#### EXTRACTED TEXT

University of Pennsylvania, CIS 565: GPU Programming and Architecture, Project 2
Author: Yi Liu
- OS: Windows 11 Home Version 24H2 (OS Build 26100.4061)
- CPU: Intel(R) Core(TM) i9-14900K @ 3.20GHz, 24 cores / 32 threads
- RAM: 64 GB
- GPU: NVIDIA GeForce RTX 4090, 24 GB VRAM
- Environment: Visual Studio 2022, CUDA 12.6, CMake 3.27
This project focuses on implementing and optimizing stream compaction using CUDA. Stream compaction is a fundamental parallel algorithm that removes unwanted elements (e.g., zeros) from an array while preserving the order of the remaining elements.
To achieve this, multiple versions of prefix sum (scan) were implemented and benchmarked, as scan is a key building block in efficient stream compaction.
The primary goals of this project were:
- Implement different versions of stream compaction on the GPU.
- Compare them against a CPU baseline.
- Investigate performance characteristics and bottlenecks.
- Simple sequential compaction for correctness verification and timing comparison.
- Iterates through input array, writing out only non-zero elements.
- Performs compaction in three steps:
- Map to Boolean: Marks non-zero entries as 1 and zeros as 0.
- Exclusive Scan: Computes destination indices for the non-zero values.
- Scatter: Writes non-zero values to compacted output using scanned indices.
- Textbook parallel scan with ( O(n log n) ) operations.
- New kernel launched at every depth level.
- Upsweep and downsweep phases for ( O(n) ) total work.
- Multiple kernel launches for each pass.
- Uses block-level shared memory to reduce global memory traffic.
- Suitable for small arrays or single-block inputs.
- Calls
thrust::exclusive_scan()as a baseline for optimized GPU performance.
- Implements a multi-pass Least Significant Bit (LSB) radix sort for 32-bit integers.
- Each pass processes a single bit of all elements, classifying values based on 0 or 1 at that bit.
- Performs bit extraction, scan on inverted bits, and scatter to sort data based on the current bit.
- Uses the previously implemented work-efficient scan as a prefix sum primitive.
- Buffers are swapped each round to maintain sorted data across 32 passes.
- Suitable for sorting integer keys; stable and parallel-friendly.

########

> [WHAT TO DO]:
In the project write-up above, name the three steps in which compaction is performed, in the order given.

#### ENTRIES SUPPLIED

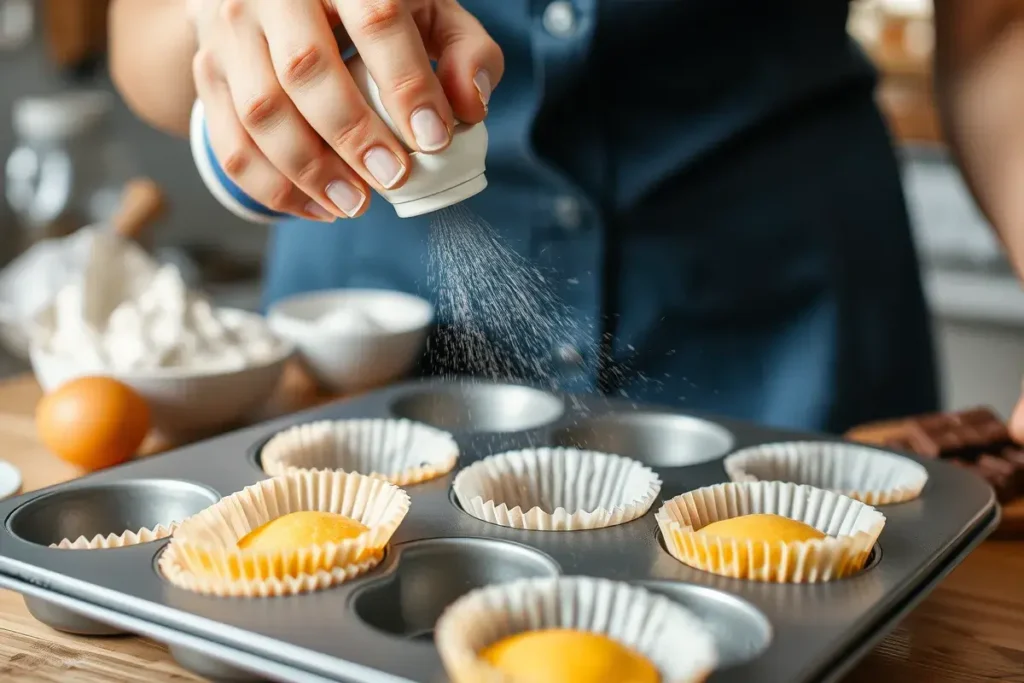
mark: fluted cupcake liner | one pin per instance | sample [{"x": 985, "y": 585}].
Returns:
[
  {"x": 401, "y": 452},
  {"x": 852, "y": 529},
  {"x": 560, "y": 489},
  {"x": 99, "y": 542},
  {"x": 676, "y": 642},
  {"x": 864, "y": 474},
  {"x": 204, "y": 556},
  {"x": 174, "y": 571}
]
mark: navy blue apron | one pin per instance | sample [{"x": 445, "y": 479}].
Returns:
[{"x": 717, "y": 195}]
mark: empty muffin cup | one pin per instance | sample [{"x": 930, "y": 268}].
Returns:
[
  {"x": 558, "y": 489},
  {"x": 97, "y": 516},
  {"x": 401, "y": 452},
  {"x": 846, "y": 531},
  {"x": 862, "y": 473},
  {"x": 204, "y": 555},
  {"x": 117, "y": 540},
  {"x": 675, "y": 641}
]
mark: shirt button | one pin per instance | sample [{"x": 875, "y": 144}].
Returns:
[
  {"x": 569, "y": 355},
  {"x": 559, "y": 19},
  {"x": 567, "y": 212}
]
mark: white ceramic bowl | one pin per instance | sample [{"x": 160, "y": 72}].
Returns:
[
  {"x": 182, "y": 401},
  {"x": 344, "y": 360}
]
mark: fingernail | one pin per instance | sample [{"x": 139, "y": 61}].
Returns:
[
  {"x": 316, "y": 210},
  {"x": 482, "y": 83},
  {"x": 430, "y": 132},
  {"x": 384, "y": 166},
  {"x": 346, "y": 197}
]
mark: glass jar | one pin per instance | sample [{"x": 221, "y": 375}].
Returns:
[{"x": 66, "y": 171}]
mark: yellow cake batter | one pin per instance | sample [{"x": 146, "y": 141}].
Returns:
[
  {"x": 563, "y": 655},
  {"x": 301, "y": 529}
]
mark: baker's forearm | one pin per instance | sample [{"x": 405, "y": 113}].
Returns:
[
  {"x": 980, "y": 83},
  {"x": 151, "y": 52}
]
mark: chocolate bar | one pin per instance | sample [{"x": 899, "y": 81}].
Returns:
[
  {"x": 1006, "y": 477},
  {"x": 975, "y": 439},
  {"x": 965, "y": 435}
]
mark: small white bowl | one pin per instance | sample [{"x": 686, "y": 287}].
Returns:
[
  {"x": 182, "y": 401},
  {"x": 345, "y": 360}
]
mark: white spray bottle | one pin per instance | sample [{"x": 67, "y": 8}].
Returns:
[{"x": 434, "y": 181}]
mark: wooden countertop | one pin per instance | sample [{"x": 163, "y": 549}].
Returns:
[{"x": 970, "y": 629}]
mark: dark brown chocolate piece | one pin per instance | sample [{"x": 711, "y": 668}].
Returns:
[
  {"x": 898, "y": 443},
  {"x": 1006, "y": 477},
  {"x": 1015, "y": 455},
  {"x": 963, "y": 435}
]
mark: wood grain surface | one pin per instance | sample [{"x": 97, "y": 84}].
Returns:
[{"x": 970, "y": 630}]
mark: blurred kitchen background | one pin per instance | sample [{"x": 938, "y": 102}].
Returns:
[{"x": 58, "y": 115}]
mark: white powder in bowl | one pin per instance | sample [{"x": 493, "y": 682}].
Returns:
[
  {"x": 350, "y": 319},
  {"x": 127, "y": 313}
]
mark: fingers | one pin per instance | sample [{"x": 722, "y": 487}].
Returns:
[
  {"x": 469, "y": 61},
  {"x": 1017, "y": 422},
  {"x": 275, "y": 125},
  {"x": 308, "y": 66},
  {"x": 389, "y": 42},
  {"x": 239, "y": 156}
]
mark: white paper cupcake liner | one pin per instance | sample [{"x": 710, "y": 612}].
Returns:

########

> [SOLUTION]:
Map to Boolean, Exclusive Scan, Scatter